■ **Written task**: Copy all of the lines below word for word, changing nothing.

Provided records start

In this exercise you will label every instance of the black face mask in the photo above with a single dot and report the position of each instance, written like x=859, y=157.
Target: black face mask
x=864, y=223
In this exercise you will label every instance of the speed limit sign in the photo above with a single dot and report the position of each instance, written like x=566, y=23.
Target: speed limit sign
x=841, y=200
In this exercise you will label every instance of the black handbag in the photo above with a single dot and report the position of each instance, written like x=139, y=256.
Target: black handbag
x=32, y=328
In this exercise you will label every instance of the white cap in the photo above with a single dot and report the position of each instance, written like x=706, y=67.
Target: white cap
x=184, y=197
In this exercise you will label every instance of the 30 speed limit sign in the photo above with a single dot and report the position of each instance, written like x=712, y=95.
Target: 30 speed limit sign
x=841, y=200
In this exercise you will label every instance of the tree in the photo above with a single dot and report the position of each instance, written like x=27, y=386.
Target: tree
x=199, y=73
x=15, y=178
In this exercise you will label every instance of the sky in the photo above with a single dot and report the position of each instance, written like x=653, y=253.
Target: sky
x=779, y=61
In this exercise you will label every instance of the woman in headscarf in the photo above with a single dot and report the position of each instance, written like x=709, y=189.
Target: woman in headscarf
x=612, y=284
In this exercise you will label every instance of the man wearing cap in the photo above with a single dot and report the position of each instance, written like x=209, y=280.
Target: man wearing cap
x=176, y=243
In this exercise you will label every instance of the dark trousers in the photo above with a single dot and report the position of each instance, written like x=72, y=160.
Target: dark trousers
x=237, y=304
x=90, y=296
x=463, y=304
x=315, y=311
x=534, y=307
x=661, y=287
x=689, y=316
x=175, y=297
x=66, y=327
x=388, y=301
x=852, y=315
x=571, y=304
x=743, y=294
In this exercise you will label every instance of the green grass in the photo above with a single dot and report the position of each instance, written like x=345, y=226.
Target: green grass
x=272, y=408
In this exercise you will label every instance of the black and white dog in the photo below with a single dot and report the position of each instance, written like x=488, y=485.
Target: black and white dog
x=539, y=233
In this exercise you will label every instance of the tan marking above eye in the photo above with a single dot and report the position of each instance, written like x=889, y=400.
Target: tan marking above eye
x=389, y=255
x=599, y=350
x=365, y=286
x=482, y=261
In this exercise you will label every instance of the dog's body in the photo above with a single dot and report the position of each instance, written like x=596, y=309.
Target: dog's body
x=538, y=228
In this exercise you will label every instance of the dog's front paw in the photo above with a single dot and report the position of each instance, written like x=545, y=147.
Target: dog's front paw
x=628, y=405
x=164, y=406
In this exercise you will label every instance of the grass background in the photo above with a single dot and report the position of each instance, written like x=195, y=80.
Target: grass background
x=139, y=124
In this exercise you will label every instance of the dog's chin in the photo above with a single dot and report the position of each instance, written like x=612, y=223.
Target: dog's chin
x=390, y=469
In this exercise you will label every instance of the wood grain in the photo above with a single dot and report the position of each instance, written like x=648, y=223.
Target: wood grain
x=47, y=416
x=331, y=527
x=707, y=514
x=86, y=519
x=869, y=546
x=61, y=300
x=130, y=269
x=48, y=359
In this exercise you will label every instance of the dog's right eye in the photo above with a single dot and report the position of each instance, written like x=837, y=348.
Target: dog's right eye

Provided records end

■ **Response**:
In this exercise you will label every instance of the black face mask in the photo above with a single dot and report the position of each instance, written like x=859, y=157.
Target: black face mask
x=864, y=223
In this exercise you will label every instance of the speed limit sign in the photo above with a single dot and report the position of each instance, written like x=566, y=23.
Target: speed limit sign
x=841, y=200
In this exercise you will label every instance of the black handbag in the photo above with a single dot and report the position of each instance, written like x=139, y=256.
Target: black handbag
x=32, y=328
In this exercise you will label every instance of the white cap in the photo above with a single dot and report the position of each instance, written like x=706, y=67.
Target: white cap
x=184, y=197
In this exercise you will label every instance of the 30 speed limit sign in the photo above with a single dot and report the position of each instance, written like x=712, y=95.
Target: 30 speed limit sign
x=841, y=200
In this exercise you will label every instance of the tree in the photo above with a single dot and report the position of each instance, written like x=27, y=386.
Target: tree
x=199, y=73
x=15, y=178
In this exercise you will label every instance of the sky in the photo above with a single dot and report the position of each instance, written like x=653, y=253.
Target: sky
x=779, y=61
In this exercise you will label every instance of the woman in headscarf in the photo above with a single dot and report the position of each instance, written like x=709, y=189.
Target: woman in headscarf
x=612, y=284
In this exercise you will label every instance of the man wearing cap in the photo above with a single dot and report the position of each instance, written like x=209, y=280.
Target: man wearing cap
x=176, y=243
In this exercise you will label every instance of the dark trousers in the photo above with a single dot and report the position of each instance, written like x=72, y=160.
Target: dark trousers
x=237, y=304
x=90, y=296
x=463, y=304
x=315, y=311
x=534, y=307
x=661, y=287
x=689, y=316
x=175, y=297
x=66, y=327
x=388, y=301
x=852, y=315
x=571, y=304
x=743, y=294
In this exercise you will label every instance of the green grass in the photo above with a single dot and report the position of each instance, written like x=345, y=226.
Target: green grass
x=272, y=408
In this exercise you will label every instance of the black and white dog in the photo below with a single dot and report the position of each instance, written like x=488, y=485.
Target: black and white dog
x=539, y=233
In this exercise you will label every instance of the tan marking above eye in the photo above with a single dot and report the position of each instance, written like x=889, y=400.
Target: tan marking above eye
x=389, y=255
x=599, y=350
x=365, y=286
x=482, y=261
In this exercise you will label every instance of the dog's body in the photo above with a single dot and report the position of each instance, written like x=596, y=309.
Target: dog's body
x=538, y=228
In this exercise you will label every instance of the dog's front paw in the photo above with a single dot and report the position of each instance, written like x=545, y=147.
Target: dog's front paw
x=628, y=405
x=164, y=406
In this exercise you will label every instance of the grass background in the photo above with a single dot and report the position of each instance, written like x=195, y=80.
Target: grass background
x=139, y=124
In this exercise you will label every instance of the dog's chin in the photo above with a single dot and report the position of each instance, written like x=612, y=223.
Target: dog's chin
x=390, y=469
In this exercise you will label every instance of the wood grain in the photo above with a single dot and report the position of each instance, written like x=648, y=223.
Target: wood grain
x=47, y=416
x=331, y=527
x=707, y=514
x=86, y=519
x=869, y=546
x=61, y=300
x=130, y=269
x=48, y=359
In this exercise you will label every instance of the dog's right eye in the photo above with a single dot and report the position of each instance, written like x=837, y=348.
Target: dog's right eye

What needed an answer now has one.